**Records shown**

****************

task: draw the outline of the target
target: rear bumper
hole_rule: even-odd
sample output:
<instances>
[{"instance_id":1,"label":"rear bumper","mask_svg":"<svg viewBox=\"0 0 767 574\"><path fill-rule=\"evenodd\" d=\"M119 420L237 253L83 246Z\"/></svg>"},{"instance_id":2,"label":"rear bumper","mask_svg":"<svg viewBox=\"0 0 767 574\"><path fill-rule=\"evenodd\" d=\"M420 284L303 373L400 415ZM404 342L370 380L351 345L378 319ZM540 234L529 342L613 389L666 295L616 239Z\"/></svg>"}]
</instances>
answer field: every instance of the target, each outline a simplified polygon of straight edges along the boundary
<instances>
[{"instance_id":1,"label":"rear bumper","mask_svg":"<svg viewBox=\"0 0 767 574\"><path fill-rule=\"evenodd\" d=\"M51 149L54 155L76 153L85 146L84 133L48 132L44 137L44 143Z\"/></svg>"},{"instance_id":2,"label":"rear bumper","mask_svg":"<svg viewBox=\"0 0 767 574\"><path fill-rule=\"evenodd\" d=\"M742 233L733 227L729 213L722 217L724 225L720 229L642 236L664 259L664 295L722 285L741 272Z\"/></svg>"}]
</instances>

****************

**Stated task**
Rewrite the data above, replacing "hole_rule" with "fill_rule" and keeping everything else the same.

**Reply**
task: draw the outline of the target
target: rear bumper
fill_rule: even-odd
sample output:
<instances>
[{"instance_id":1,"label":"rear bumper","mask_svg":"<svg viewBox=\"0 0 767 574\"><path fill-rule=\"evenodd\" d=\"M119 420L237 253L83 246Z\"/></svg>"},{"instance_id":2,"label":"rear bumper","mask_svg":"<svg viewBox=\"0 0 767 574\"><path fill-rule=\"evenodd\" d=\"M420 284L303 373L400 415ZM404 342L370 380L351 345L378 319ZM540 234L529 342L613 389L666 295L616 239Z\"/></svg>"}]
</instances>
answer field: every instance of the target, each outline a simplified polygon of straight edges along the boundary
<instances>
[{"instance_id":1,"label":"rear bumper","mask_svg":"<svg viewBox=\"0 0 767 574\"><path fill-rule=\"evenodd\" d=\"M51 149L54 155L76 153L85 146L84 133L48 132L44 137L44 143Z\"/></svg>"},{"instance_id":2,"label":"rear bumper","mask_svg":"<svg viewBox=\"0 0 767 574\"><path fill-rule=\"evenodd\" d=\"M742 233L733 227L729 213L722 217L724 225L720 229L642 236L664 259L664 295L722 285L741 272Z\"/></svg>"}]
</instances>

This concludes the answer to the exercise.